Text shown
START

See taler.conf(5) for information on duration values (i.e. DURATION_WITHDRAW and DURATION_SPEND above, and OVERLAP_DURATION and DURATION below). Additionally, there are two global configuration options of note:

  • [taler-exchange-secmod-rsa/OVERLAP_DURATION]: What is the overlap of the withdrawal timespan for denomination keys? The value given here must be smaller than any of the DURATION_WITHDRAW values for any of the coins.

  • [taler-exchange-secmod-rsa/LOOKAHEAD_SIGN]: For how far into the future should denomination keys be pre-generated? This allows the exchange and auditor operators to download, offline-sign, and upload denomination key signatures for denomination keys that will be used in the future by the exchange.

Note

We recommend setting the LOOKAHEAD_SIGN value to at least one year and then to perform the offline-signing procedure at least once every 6 months to ensure that there is sufficient time for wallets to learn the new keys and to avoid unavailability in case this critical maintenance procedure is delayed.

Note

It is crucial that the configuration provided in these sections is identical (!) for the exchange and the crypto helpers. We recommend pointing both users to the same configuration file!

The taler-wallet-cli has a helper command that generates a reasonable denomination structure.

[root@exchange-online]# taler-wallet-cli deployment gen-coin-config \
                          --min-amount EUR:0.01 \
                          --max-amount EUR:100 \
                          > /etc/taler/conf.d/exchange-coins.conf

You can manually review and edit the generated configuration file. The main change that is possibly required is updating the various fees. Note that you MUST NOT edit a coin configuration section after the initial setup. If you must change the values, you must instead create a new section with a different unique name (still with the coin- prefix) and comment out or remove the existing section. Do take care to not introduce the name of the disabled section again in the future.

7.5.2. Sign keys

There are three global configuration options of note for sign keys:

  • [taler-exchange-secmod-eddsa/DURATION]: How long are sign keys used to sign messages? After this time interval expires, a fresh sign key will be used (key rotation). We recommend using a DURATION of a few weeks to a few months for sign keys.

END

Request 1
List every configuration option in the exchange configuration text that is written in square brackets.
Request 2
Take the part of the exchange configuration text that opens with the words containing "[root@exchange-online]# taler-wallet-cli deployment" and closes with "in the future.". Write it out again with "EUR" renamed to "CHF".
The lines that come next are separate material, unrelated to the exchange configuration text.

Given records

START

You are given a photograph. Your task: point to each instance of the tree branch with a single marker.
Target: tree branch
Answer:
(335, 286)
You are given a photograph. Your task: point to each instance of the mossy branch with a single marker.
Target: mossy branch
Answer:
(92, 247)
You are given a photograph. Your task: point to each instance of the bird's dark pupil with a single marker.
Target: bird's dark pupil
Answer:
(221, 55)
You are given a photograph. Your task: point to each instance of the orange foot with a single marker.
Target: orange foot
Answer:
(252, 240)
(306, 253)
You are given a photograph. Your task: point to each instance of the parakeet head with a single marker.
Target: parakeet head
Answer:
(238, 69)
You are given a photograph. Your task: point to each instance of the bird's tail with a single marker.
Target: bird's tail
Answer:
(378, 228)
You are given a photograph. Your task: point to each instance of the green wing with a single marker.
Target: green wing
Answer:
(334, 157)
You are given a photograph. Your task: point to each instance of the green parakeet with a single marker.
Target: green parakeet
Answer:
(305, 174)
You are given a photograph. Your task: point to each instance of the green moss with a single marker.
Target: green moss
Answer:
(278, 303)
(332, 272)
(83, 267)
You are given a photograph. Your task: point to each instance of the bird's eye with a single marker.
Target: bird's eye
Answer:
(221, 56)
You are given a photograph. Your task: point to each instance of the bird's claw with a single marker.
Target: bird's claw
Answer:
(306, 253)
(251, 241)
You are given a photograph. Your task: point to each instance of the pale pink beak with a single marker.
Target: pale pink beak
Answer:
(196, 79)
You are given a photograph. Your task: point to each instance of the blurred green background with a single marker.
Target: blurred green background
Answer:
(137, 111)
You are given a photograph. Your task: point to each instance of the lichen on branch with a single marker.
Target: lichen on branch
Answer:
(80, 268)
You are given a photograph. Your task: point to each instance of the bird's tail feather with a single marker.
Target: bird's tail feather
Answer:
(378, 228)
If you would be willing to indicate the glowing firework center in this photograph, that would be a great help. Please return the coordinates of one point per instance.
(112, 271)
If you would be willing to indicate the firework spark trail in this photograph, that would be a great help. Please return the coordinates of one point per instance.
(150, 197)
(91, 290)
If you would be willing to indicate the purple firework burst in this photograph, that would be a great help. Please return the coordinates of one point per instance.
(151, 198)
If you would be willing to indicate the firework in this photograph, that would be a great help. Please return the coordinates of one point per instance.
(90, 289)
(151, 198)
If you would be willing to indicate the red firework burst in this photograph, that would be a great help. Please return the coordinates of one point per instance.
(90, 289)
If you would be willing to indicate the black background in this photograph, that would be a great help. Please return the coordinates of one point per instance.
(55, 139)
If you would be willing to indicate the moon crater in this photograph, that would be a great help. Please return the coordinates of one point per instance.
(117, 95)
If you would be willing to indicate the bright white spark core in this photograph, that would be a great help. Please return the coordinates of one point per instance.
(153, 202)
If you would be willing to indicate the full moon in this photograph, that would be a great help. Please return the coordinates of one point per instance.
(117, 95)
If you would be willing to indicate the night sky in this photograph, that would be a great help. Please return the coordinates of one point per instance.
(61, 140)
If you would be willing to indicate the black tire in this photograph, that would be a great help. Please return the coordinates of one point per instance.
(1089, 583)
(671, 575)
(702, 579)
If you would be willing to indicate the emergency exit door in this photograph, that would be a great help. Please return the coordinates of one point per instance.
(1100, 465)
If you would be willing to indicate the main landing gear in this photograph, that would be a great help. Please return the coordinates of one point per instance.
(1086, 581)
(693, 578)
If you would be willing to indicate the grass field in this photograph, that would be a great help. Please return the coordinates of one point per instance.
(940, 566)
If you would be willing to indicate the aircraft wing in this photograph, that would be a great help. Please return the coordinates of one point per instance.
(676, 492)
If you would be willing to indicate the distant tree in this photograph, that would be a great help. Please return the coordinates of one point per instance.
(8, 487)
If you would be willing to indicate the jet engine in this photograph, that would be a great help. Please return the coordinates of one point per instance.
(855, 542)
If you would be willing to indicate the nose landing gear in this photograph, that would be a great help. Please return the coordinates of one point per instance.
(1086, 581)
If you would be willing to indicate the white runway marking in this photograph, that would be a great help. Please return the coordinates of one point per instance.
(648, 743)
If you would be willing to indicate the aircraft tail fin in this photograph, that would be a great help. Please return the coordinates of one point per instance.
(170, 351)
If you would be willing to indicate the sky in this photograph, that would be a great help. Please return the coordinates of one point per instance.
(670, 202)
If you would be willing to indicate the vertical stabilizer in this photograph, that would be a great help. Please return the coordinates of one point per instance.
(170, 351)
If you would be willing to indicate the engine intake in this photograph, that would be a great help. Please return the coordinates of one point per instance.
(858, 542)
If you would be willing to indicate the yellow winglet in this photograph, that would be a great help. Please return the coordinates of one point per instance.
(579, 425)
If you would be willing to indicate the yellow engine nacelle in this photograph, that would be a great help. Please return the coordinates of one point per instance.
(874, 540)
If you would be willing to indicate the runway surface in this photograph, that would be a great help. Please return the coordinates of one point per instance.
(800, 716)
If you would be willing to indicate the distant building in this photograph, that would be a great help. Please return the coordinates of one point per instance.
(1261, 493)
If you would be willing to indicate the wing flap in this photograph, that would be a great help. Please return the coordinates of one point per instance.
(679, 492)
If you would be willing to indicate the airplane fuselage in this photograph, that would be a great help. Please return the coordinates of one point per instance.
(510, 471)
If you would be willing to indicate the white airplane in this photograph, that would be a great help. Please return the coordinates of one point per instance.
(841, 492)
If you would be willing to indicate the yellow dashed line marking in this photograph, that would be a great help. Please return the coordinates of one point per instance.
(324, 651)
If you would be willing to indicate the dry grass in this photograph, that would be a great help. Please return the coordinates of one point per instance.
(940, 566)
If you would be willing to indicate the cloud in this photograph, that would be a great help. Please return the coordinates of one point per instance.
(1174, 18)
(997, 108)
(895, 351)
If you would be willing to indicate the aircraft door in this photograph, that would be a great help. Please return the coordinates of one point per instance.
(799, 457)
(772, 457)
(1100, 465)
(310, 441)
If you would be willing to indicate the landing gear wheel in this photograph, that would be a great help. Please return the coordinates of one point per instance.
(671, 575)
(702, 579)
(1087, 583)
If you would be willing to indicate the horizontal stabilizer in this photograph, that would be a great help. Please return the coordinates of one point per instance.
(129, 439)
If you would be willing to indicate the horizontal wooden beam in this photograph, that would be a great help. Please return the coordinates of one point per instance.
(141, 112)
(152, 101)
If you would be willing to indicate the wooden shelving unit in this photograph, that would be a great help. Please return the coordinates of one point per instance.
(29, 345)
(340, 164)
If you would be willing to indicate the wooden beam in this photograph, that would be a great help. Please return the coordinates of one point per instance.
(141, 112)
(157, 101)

END

Correct result 1
- [taler-exchange-secmod-rsa/OVERLAP_DURATION]
- [taler-exchange-secmod-rsa/LOOKAHEAD_SIGN]
- [taler-exchange-secmod-eddsa/DURATION]

Correct result 2
[root@exchange-online]# taler-wallet-cli deployment gen-coin-config \
                          --min-amount CHF:0.01 \
                          --max-amount CHF:100 \
                          > /etc/taler/conf.d/exchange-coins.conf

You can manually review and edit the generated configuration file. The main change that is possibly required is updating the various fees. Note that you MUST NOT edit a coin configuration section after the initial setup. If you must change the values, you must instead create a new section with a different unique name (still with the coin- prefix) and comment out or remove the existing section. Do take care to not introduce the name of the disabled section again in the future.